- COMPLETE THE FOLLOWING -
a) Quote the passage on buses word for word, beginning at the words "Full hybrid buses" and stopping after "of urban transportation?".
b) Extend the passage on buses, writing on from its final line.

Buses came to existence in the early 19th century. Back then, the so-called horsebus was a large carriage drawn by 2 or 4 horses. Though a necessity for city and intercity traveling, it posed more challenges than one might expect. Not only had these "buses" a tendency to overturn but they also entailed a sanitation problem resulting in various health hazards and caused severe damage to the roads.
From there, after steam buses, trams and trolleybuses, motor buses appeared. As the ride with a motor bus was safer, quicker, and more convenient, it's no wonder that since the 2nd World War, the true workhorse of public transport has been the diesel (internal combustion engine) bus (DB). Unfortunately, diesel buses are not perfect either.
Diesel engines today are equipped with large turbos and their cabins have been fitted with electronic and pneumatic devices, leading to more maintenance requirements than ever before. Not to mention the air and noise pollution diesel buses contribute to.
In the constant drive for CO2 / NOx emissions reduction, bus manufacturing is steadily moving towards electric and hybrid solutions, with the goal of achieving zero-emission public transport. In fact, 12 major cities across the world agreed to procure only zero-emission buses from 2025. The new generation of buses could also help to reduce the noise levels in urban areas and improve the life quality and health of the citizens.
Full hybrid and full electric buses
One way to tackle the pollution problem of today's cities is to get rid of the diesel engine completely or to use it only if necessary.
Full hybrid buses (HDEB) use both the electric motor and the internal combustion engine to power the vehicle. Using the electric motor reduces emissions and decreases operation costs compared to a diesel bus, however, the savings are less significant than with an electric-only propulsion system.
Fully electric buses (EB) with only electric propulsion systems, need batteries so large that their seating capacity has to be reduced in order to fit them in. Charging batteries is also time-consuming and their limited lifetime increases maintenance costs. Even though the overall range of the electric bus is still lower than the diesel bus, it has increased significantly over the years.
Capabus - the future of urban transportation?

- EXERCISE DATA -

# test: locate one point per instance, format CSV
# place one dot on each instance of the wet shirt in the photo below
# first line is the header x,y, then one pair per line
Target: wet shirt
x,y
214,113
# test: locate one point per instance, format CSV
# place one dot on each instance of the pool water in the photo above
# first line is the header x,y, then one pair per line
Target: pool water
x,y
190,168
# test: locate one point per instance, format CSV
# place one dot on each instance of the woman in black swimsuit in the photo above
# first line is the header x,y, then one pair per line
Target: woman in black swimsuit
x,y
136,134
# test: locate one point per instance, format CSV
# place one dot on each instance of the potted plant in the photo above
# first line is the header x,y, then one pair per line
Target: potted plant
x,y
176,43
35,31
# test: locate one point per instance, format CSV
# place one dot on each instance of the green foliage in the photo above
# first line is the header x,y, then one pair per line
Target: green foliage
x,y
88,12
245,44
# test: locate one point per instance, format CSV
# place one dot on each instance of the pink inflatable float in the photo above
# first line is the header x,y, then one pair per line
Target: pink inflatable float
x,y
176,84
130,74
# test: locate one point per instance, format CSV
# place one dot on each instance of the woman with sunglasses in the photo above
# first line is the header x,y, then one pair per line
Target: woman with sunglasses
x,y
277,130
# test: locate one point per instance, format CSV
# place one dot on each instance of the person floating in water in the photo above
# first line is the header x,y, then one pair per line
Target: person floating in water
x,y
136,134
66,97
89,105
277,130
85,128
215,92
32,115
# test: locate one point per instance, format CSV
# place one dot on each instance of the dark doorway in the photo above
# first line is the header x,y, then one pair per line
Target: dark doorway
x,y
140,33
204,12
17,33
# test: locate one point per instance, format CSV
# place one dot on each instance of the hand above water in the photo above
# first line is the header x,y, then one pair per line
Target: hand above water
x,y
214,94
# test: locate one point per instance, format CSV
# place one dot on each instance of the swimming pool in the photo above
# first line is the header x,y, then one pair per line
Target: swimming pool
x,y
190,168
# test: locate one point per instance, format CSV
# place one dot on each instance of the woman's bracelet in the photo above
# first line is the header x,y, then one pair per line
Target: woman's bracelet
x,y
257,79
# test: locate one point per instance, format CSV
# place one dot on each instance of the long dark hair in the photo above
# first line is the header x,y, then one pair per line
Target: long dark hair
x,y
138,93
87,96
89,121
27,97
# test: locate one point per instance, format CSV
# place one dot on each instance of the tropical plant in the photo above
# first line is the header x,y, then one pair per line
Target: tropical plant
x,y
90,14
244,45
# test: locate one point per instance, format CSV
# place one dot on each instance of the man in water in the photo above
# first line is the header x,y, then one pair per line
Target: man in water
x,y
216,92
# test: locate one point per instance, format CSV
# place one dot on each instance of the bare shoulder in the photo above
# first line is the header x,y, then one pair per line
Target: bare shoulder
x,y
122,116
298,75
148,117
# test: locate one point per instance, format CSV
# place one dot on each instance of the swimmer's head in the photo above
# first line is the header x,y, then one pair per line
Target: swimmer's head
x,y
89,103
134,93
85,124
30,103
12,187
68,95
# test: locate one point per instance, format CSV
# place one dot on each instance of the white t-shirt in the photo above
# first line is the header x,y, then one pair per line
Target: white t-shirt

- ANSWERS PROVIDED -
a)
Full hybrid buses (HDEB) use both the electric motor and the internal combustion engine to power the vehicle. Using the electric motor reduces emissions and decreases operation costs compared to a diesel bus, however, the savings are less significant than with an electric-only propulsion system.
Fully electric buses (EB) with only electric propulsion systems, need batteries so large that their seating capacity has to be reduced in order to fit them in. Charging batteries is also time-consuming and their limited lifetime increases maintenance costs. Even though the overall range of the electric bus is still lower than the diesel bus, it has increased significantly over the years.
Capabus - the future of urban transportation?

b)
Another type of a fully electric bus that deserves a mention is the capabus. A capabus is powered with supercapacitors and has a small backup battery. The range is limited to about 5 kilometers. The advantage of using supercapacitor technology, in this case, is that not too many cells are required, also the efficiency is higher compared to a battery-based EB.
Supercapacitors have a much lower resistance than batteries - that combined with an operational capability of a minimum of 1.2 million kilometers or 200 000 working hours turns them into a very interesting energy-saving proposition. Absolutely zero maintenance is required for the supercapacitors during their lifetime, provided the cooling system is designed optimally.
But how can the short range be managed? The route itself must be designed to accommodate charging ports at certain stops. The charging port itself can be over or under the bus. As an important advantage, the bus can be fully recharged in seconds, as opposed to the battery-based EB, which has to charge overnight.
Thus, the Capabus enables considerable savings compared to all the other solutions, especially on the busiest routes. However, the route needs to be carefully assessed and tried out to ensure its trouble-free running.
So far, capabuses are in use in China and being trialed for example also in Finland, Germany, Sweden.
Micro & mild hybrid buses
Reaping the benefits of electrification does not necessarily mean giving up on the diesel engine.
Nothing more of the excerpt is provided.